Work to do:
Give the records back in full, exactly as they read.

Named object pointing entries:

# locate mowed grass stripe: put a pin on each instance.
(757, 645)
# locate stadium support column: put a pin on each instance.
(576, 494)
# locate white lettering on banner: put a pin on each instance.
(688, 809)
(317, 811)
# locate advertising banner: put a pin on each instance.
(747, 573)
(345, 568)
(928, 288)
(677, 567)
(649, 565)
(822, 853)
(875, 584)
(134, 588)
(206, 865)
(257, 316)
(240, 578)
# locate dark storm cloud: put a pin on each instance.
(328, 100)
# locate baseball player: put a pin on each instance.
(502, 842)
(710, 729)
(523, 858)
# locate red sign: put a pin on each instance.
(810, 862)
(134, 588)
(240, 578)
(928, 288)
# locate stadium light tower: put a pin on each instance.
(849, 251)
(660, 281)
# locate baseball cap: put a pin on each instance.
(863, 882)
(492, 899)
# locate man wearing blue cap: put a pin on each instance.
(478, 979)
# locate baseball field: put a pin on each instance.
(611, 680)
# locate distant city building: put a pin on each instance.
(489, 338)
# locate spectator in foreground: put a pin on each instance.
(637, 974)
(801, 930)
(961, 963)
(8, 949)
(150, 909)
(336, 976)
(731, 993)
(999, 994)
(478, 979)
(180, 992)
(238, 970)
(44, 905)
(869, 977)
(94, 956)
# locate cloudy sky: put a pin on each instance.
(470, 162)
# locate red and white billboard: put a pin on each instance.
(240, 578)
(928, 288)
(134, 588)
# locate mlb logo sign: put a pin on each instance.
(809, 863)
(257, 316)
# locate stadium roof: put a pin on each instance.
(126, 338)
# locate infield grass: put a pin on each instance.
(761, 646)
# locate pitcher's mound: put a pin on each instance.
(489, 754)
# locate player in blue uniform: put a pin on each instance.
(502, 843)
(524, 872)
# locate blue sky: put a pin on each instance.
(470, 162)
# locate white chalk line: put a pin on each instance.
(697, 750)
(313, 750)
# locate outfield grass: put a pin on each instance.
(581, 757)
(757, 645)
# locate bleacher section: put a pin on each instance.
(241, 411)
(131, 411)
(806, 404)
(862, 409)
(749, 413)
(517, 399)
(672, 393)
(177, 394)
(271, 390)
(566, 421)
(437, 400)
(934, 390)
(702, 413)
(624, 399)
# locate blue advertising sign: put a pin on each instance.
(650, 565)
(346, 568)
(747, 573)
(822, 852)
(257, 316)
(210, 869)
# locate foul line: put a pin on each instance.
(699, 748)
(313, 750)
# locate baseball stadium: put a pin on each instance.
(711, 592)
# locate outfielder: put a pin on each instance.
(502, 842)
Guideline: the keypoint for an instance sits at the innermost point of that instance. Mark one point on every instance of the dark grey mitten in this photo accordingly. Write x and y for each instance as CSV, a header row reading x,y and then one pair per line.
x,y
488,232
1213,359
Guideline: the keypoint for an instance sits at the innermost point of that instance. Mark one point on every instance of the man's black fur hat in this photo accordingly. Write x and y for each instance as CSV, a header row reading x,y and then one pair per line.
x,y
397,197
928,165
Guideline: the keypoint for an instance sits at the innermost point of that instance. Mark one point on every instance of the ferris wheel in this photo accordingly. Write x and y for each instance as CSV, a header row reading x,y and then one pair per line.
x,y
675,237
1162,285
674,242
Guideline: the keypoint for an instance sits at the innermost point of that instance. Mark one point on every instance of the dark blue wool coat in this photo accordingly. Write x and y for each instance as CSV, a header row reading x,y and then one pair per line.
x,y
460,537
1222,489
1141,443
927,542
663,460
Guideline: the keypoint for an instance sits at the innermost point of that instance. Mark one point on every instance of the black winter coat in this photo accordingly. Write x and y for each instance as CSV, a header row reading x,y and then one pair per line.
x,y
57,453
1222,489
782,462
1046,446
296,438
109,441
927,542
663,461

Full output:
# locate mowed grass stripe: put a pin on each instance.
(757, 645)
# locate stadium support column: put a pin on each instance.
(576, 494)
# locate white lettering on banner: put a pin on each instance.
(688, 809)
(317, 811)
# locate advertising banner: put a pin on each instance.
(747, 573)
(345, 568)
(928, 288)
(677, 567)
(649, 565)
(822, 853)
(875, 584)
(134, 588)
(206, 865)
(257, 316)
(240, 578)
# locate dark storm cloud: put a pin on each instance.
(328, 100)
# locate baseball player: put a pin on each instance.
(502, 842)
(710, 729)
(523, 858)
# locate red sign: put a pin on each instance.
(810, 862)
(134, 588)
(240, 578)
(928, 288)
# locate stadium light tower: put a pin on each instance.
(849, 251)
(660, 281)
# locate baseball cap: put a pin on each instance.
(863, 882)
(492, 899)
# locate man wearing blue cap: put a pin on each instance.
(478, 979)
# locate baseball field: put a pin on each instance.
(611, 680)
# locate distant city building: put a pin on each instance.
(489, 338)
# locate spectator in foreground: put a pin on each instance.
(637, 974)
(801, 930)
(961, 963)
(8, 949)
(150, 909)
(336, 976)
(731, 993)
(999, 994)
(478, 979)
(180, 992)
(238, 970)
(44, 905)
(869, 977)
(94, 956)
# locate cloudy sky: put a pin on each instance.
(470, 162)
# locate red and white billboard: put a pin on each instance.
(240, 578)
(928, 288)
(134, 588)
# locate mlb logo sign: put a pin on each instance.
(809, 863)
(257, 316)
# locate stadium roof: put a pin on each instance.
(126, 338)
# locate infield grass: put a pin on each instance.
(761, 646)
# locate pitcher's mound: put a pin on each instance.
(489, 754)
# locate player in blue uniform: put a pin on each instance.
(502, 843)
(524, 872)
# locate blue sky: put a pin on each instance.
(470, 162)
# locate white chalk line: put a pin on each instance.
(697, 750)
(313, 750)
# locate outfield grass: put a pin on each instance.
(581, 757)
(757, 645)
# locate bleacher section: put a pin on each instance.
(241, 411)
(131, 411)
(806, 404)
(862, 409)
(749, 413)
(517, 399)
(672, 393)
(177, 394)
(271, 390)
(566, 421)
(437, 400)
(934, 390)
(702, 413)
(624, 399)
# locate blue advertising sign: put a pin on each instance.
(650, 565)
(346, 568)
(747, 573)
(822, 852)
(257, 316)
(210, 869)
# locate foul line: put a pin on each instance.
(699, 748)
(313, 750)
# locate baseball stadium: put a pin on each instance.
(711, 592)
# locate outfielder: put a pin on each instance.
(502, 842)
Guideline: the keypoint for an instance sits at the innermost point of that instance. Mark one point on every instance of the dark grey mitten in this photo accordingly. Write x and y for each instance as CSV, a header row reading x,y and then one pair per line.
x,y
488,232
1213,359
Guideline: the keypoint for an instance sits at the innermost point of that instance. Mark one point on every instance of the man's black fur hat in this photo accordingly. Write x and y for each instance as CSV, a header row reading x,y and then one pair per line.
x,y
397,197
928,165
Guideline: the keypoint for an instance sits at the innermost point of that instance. Mark one point on every instance of the ferris wheel in this photo accordingly. Write x and y for each instance as CSV, a header row reading x,y and then one pair per line.
x,y
675,237
1162,285
674,242
Guideline: the keypoint for an instance sits at the innermost point of that instance. Mark one point on every instance of the dark blue wool coat in this photo accordingly. Write x and y for each instance as CSV, a header row reading x,y and then one pair per line.
x,y
460,537
1222,489
1141,443
927,542
663,460
Guideline: the keypoint for an instance sits at the innermost point of that instance. Mark one point on every instance of the black winter coat in this photo accordingly. Write x and y for each instance as CSV, a header row reading x,y and then one pair per line.
x,y
57,453
1222,489
782,462
1046,446
296,438
109,441
927,542
663,461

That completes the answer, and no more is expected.